§ KUTIPAN TEKS:
▶
Komisi IX Cecar Menaker dan Dirut BPJS Ketenagakerjaan Ihwal Subsidi Upah yang Tak Tepat Sasaran
Pimpinan hingga anggota Komisi IX mencecar dan mengkritik program bantuan subsidi sebesar Rp600 ribu dari pemerintah tidak tepat sasaran.
Penulis: Vincentius Jyestha Candraditya
Editor: Choirul Arifin
Laporan Wartawan Tribunnews.com, Vincentius Jyestha
TRIBUNNEWS.COM, JAKARTA - Komisi IX DPR RI menggelar rapat kerja dengan Menteri Ketenagakerjaan (Menaker) Ida Fauziyah dan Direktur Utama (Dirut) BPJS Ketenagakerjaan Agus Susanto, Rabu (26/8/2020).
Dalam rapat itu, pimpinan hingga anggota Komisi IX DPR mencecar dan mengkritik program bantuan subsidi sebesar Rp600 ribu dari pemerintah tidak tepat sasaran.
Salah satu yang melontarkan kritik adalah Wakil Ketua Komisi IX DPR RI Fraksi PDIP Sri Rahayu.
◀
§ DATA HASIL EKSTRAKSI:
▶
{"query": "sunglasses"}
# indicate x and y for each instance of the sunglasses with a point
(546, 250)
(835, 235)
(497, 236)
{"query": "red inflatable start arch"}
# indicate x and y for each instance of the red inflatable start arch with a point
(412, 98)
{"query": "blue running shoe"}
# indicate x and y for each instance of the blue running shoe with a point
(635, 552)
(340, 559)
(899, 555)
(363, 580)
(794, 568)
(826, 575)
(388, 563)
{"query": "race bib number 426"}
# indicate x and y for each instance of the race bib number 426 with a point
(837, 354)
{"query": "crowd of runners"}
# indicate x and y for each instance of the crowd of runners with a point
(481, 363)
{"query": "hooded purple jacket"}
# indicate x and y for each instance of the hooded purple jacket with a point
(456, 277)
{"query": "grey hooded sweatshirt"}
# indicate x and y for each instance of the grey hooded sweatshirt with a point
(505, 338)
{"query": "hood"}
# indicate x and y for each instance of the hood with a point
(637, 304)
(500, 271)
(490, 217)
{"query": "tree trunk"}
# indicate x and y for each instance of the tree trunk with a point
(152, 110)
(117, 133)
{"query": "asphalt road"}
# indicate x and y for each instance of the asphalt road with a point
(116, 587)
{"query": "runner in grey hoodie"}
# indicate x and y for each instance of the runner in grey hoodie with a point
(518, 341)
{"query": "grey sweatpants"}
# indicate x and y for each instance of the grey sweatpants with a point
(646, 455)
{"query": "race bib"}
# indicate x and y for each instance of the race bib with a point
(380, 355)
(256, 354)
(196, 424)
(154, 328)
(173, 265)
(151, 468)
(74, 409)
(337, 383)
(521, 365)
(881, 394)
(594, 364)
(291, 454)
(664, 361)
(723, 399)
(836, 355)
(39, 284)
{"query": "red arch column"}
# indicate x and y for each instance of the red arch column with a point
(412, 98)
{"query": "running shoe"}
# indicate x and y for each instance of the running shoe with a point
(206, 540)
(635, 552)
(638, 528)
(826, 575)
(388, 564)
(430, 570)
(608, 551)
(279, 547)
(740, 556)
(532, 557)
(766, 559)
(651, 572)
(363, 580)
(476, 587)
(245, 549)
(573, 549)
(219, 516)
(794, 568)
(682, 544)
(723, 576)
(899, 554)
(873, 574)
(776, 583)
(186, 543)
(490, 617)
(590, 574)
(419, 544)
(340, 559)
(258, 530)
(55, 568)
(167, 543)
◀
§ SOAL 1:
Menurut artikel tentang subsidi upah, pada hari dan tanggal berapa Komisi IX DPR RI menggelar rapat kerja dengan Menaker dan Dirut BPJS Ketenagakerjaan?
§ SOAL 2:
Tolong sambung artikel tentang subsidi upah mulai dari setelah kalimat terakhirnya.

§ KOLOM JAWABAN 1:
Rabu, 26 Agustus 2020.

§ KOLOM JAWABAN 2:
Sri Rahayu menegaskan Guru Tidak Tetap (GTT) dan Pegawai Tidak Tetap (PTT) seharusnya lebih diprioritaskan menerima bantuan subsidi ini daripada pekerja/karyawan swasta dengan gaji dibawah Rp5 juta.
Dia beralasan upah GTT dan PTT tak lebih dari Rp1 juta per bulannya. Bahkan masih ada yang mendapatkan upah hanya Rp200-300 ribu per bulannya.
Baca: Menaker Beberkan Kriteria Penerima Program Subsidi Upah Rp600 Ribu
"Kalau di sini pasti yang perusahan-perusahaan besar yang akan mendapatkan. Bukan saya tidak suka mereka yang gajinya Rp4 juta-an mendapatkan bantuan. Tapi ini ada yang lebih berhak mendapatkan yaitu para GTT dan PTT," ujar Sri Rahayu, di Ruang Rapat Komisi IX DPR RI, Senayan, Jakarta, Rabu (26/8/2020).
Baca: Rapat dengan Menaker, Komisi IX Minta Penjelasan Terkait Program Subsidi Upah Bagi Pekerja
Menurut politikus PDIP itu, jika para GTT dan PTT menerima bantuan subsidi tersebut maka tentu akan bagaikan mendapat rezeki di tengah pandemi ini.
"Bagi GTT-PTT bantuan selama empat bulan sebesar Rp600 ribu per bulan, bagi yang biasanya hanya mendapatkan Rp200-300 ribu, itu luar biasa. Bagi mereka seperti mendapatkan durian runtuh," kata dia.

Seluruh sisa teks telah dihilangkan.